### Page excerpt
● ● ● ●

Nearly 340,000 Rohingya children are living in a "hell on earth" in overcrowded, muddy and squalid refugee camps in Bangladesh without enough food, clean water and health care, the United Nations Children's Fund (Unicef) said on Friday (20 October). Simon Ingram, author of the Unicef report titled "Outcast and Desperate", says about one in five children in the area are "acutely malnourished" and require medical attention.

Rohingya children
Noor Bejum, 32, holds Rojaika, her seven-month-old malnourished daughter at her shelter in the Kutupalong refugee camp Zohra Bensemra/Reuters

The refugees need clean water, food, sanitation, shelter and vaccines to help head off a possible outbreak of cholera — a potentially deadly water-borne disease. Safe drinking water and toilets are in "desperately short supply" in the chaotic, teeming camps and settlements, Ingram said after spending two weeks in Cox's Bazar, Bangladesh.

Children make up 58 percent of the refugees who have poured into Cox's Bazar, Bangladesh, over the last eight weeks. Up to 12,000 more children join them every week, fleeing violence or hunger in Myanmar, often traumatised by atrocities they witnessed.

"Many Rohingya refugee children in Bangladesh have witnessed atrocities in Myanmar no child should ever see, and all have suffered tremendous loss," Unicef Executive Director Anthony Lake said in a statement.

● ● ● ●

[Stored data entries]
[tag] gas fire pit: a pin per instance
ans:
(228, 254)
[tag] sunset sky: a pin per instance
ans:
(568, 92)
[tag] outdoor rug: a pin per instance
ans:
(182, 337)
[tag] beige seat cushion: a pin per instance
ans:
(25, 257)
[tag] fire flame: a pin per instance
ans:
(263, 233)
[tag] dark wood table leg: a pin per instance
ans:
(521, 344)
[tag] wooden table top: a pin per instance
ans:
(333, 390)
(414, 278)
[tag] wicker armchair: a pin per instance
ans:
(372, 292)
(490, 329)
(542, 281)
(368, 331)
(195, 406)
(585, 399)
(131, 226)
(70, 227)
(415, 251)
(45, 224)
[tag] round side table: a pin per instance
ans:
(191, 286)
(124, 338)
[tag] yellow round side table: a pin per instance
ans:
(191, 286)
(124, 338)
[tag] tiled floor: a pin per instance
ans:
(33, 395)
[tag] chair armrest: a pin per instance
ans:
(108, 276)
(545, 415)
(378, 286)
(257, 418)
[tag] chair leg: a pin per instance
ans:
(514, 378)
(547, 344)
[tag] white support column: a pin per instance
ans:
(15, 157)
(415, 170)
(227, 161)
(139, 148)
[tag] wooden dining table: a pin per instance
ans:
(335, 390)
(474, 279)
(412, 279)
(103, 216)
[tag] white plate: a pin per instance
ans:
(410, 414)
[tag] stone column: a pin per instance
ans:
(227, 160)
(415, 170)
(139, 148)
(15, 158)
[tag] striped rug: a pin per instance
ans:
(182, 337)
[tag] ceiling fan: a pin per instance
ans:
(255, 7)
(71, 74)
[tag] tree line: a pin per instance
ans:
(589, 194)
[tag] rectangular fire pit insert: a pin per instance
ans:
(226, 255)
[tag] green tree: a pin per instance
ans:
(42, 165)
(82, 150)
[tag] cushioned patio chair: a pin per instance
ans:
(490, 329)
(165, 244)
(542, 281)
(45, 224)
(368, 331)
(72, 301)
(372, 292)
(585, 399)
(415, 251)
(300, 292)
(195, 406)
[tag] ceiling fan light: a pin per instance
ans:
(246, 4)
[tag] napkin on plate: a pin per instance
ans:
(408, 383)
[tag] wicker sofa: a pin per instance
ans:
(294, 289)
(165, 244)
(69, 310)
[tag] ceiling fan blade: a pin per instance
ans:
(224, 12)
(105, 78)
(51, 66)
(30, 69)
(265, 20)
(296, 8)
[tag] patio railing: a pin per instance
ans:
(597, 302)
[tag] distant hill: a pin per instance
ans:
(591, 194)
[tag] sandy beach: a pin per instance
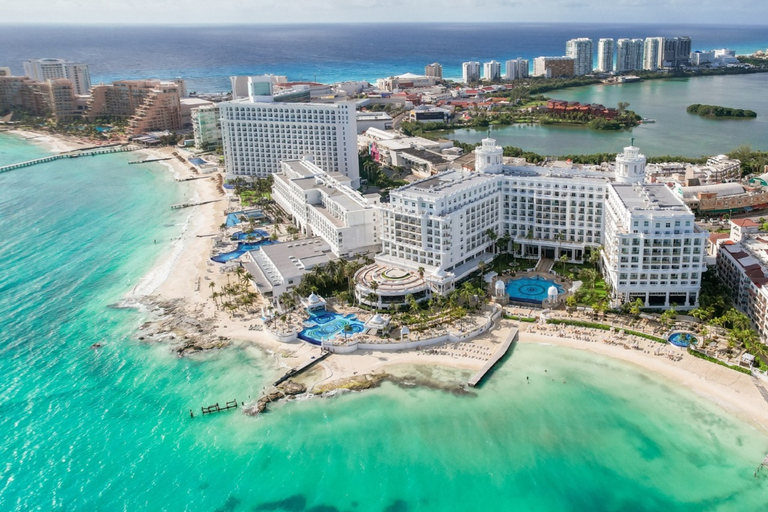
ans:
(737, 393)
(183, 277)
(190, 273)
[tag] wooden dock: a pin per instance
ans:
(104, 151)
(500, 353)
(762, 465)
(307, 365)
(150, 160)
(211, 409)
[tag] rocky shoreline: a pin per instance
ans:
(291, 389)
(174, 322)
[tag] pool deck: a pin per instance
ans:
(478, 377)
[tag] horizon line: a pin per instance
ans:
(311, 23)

● ● ● ●

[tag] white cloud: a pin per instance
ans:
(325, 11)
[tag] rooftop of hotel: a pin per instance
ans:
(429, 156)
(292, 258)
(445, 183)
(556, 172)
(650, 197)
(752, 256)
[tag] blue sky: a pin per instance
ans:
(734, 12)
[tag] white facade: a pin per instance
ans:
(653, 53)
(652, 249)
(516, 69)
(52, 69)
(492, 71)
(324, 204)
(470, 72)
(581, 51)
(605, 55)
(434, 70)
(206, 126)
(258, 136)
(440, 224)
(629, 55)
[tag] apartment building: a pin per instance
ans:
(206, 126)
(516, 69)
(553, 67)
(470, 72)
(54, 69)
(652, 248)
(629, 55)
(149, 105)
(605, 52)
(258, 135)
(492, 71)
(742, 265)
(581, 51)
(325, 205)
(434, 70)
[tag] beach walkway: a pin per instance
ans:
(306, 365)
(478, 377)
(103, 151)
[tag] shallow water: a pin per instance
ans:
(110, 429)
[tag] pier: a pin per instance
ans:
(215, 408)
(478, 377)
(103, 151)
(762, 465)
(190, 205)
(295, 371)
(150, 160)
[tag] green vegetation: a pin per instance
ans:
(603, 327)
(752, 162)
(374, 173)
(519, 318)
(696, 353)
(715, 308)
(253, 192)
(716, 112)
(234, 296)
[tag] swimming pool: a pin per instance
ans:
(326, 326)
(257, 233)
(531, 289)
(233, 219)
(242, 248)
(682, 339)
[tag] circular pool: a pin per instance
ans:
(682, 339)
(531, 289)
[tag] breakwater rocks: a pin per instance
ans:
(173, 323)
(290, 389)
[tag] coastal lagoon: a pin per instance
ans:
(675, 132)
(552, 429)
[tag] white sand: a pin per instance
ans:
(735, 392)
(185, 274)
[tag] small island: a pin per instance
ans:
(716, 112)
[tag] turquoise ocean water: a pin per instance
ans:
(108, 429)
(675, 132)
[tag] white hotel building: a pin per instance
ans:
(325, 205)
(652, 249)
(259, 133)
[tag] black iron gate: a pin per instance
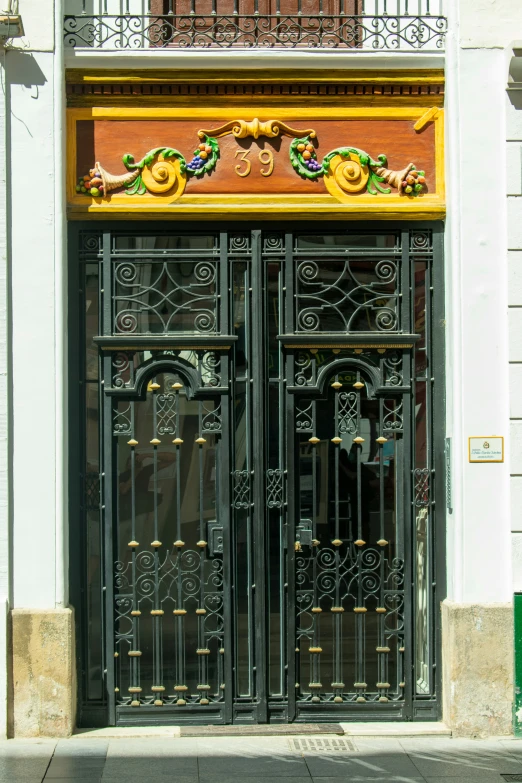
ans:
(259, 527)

● ● ● ●

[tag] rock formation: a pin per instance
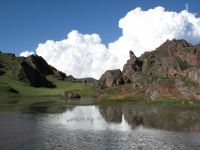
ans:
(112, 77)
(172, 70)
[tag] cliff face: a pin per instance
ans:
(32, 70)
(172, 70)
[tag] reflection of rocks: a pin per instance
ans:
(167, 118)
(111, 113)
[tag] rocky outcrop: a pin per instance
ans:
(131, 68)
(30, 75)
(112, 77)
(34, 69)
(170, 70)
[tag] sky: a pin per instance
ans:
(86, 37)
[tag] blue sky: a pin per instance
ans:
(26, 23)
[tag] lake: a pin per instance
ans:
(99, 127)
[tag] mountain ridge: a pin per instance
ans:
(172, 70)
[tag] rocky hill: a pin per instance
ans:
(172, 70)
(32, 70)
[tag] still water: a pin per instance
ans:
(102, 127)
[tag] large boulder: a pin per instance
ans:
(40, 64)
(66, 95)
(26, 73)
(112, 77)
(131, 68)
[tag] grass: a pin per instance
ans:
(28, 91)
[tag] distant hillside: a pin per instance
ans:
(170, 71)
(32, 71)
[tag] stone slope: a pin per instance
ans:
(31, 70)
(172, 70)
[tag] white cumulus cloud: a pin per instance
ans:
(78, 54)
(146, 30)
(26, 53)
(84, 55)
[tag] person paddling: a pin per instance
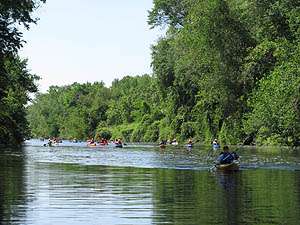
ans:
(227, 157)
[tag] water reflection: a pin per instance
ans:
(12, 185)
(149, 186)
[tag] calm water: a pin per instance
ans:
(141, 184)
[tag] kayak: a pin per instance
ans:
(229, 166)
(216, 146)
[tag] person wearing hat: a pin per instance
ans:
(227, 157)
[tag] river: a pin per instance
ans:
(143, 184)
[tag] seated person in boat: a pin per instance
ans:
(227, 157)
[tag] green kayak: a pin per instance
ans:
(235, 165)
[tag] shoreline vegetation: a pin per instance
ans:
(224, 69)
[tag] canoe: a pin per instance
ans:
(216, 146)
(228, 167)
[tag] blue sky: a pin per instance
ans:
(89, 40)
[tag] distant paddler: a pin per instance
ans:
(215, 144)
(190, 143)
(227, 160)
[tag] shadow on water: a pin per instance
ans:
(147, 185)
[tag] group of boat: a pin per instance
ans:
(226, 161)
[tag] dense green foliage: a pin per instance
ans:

● ● ● ●

### Work item
Repeat the part of the passage on Rohingya refugee children from "The refugees need" to "atrocities they witnessed.", word for word.

### Answer to the exercise
The refugees need clean water, food, sanitation, shelter and vaccines to help head off a possible outbreak of cholera — a potentially deadly water-borne disease. Safe drinking water and toilets are in "desperately short supply" in the chaotic, teeming camps and settlements, Ingram said after spending two weeks in Cox's Bazar, Bangladesh.

Children make up 58 percent of the refugees who have poured into Cox's Bazar, Bangladesh, over the last eight weeks. Up to 12,000 more children join them every week, fleeing violence or hunger in Myanmar, often traumatised by atrocities they witnessed.